WHAT THE EXERCISE ASKS> Return each full line of the items below that contains the word "sign". Case counts.

GIVEN RECORDS>
——————————

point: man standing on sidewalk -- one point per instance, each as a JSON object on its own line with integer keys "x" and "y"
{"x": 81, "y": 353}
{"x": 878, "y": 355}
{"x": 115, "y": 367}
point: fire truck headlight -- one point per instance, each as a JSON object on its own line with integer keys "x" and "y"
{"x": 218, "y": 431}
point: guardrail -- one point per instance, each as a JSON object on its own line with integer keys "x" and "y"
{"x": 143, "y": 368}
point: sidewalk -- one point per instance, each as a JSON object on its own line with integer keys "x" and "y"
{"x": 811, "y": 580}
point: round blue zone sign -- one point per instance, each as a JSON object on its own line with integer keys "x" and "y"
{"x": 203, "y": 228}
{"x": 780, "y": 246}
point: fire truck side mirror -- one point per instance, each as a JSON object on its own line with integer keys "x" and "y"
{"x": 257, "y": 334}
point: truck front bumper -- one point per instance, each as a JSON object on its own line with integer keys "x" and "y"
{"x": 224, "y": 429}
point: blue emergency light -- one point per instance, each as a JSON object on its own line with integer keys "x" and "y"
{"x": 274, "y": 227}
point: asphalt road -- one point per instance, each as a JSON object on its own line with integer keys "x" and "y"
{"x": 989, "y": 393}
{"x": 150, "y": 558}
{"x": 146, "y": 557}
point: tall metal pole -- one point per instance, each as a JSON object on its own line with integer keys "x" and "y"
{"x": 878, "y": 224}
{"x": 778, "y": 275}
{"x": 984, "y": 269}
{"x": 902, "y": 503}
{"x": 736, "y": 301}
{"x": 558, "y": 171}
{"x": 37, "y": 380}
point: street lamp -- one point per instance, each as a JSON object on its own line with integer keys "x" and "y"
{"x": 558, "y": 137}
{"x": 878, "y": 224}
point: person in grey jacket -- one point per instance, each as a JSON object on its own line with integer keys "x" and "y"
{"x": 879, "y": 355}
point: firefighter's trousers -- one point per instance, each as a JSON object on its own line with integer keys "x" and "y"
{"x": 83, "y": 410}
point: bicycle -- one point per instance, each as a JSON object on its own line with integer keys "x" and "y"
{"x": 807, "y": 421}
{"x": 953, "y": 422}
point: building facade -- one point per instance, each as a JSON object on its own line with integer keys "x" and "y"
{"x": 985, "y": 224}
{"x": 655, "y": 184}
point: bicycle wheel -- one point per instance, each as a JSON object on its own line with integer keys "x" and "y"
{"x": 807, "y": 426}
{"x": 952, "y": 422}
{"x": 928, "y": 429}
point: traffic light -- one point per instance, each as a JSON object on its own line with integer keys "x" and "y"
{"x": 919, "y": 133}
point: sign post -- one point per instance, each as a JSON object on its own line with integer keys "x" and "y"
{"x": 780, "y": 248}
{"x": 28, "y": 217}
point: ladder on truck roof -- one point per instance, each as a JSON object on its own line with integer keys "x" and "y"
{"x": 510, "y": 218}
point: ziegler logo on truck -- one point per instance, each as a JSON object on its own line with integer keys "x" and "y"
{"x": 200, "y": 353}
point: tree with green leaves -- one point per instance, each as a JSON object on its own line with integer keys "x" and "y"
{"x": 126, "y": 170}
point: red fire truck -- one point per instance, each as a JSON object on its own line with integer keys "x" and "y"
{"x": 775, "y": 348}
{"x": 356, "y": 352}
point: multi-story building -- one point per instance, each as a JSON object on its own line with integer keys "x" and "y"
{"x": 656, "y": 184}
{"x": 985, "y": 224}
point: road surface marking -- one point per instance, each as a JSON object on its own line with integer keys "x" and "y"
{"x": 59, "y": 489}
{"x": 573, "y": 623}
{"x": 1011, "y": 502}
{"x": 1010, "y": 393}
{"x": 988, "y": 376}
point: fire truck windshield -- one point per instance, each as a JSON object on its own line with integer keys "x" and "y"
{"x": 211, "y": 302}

——————————

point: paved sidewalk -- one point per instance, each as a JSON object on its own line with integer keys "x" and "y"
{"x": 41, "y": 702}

——————————

RESPONSE FOR THIS EXERCISE>
point: round blue zone sign -- one point per instance, each as a JSON object on its own line with integer keys "x" and "y"
point: sign post -- one point per instance, each as a JSON object on its own line with integer keys "x" and "y"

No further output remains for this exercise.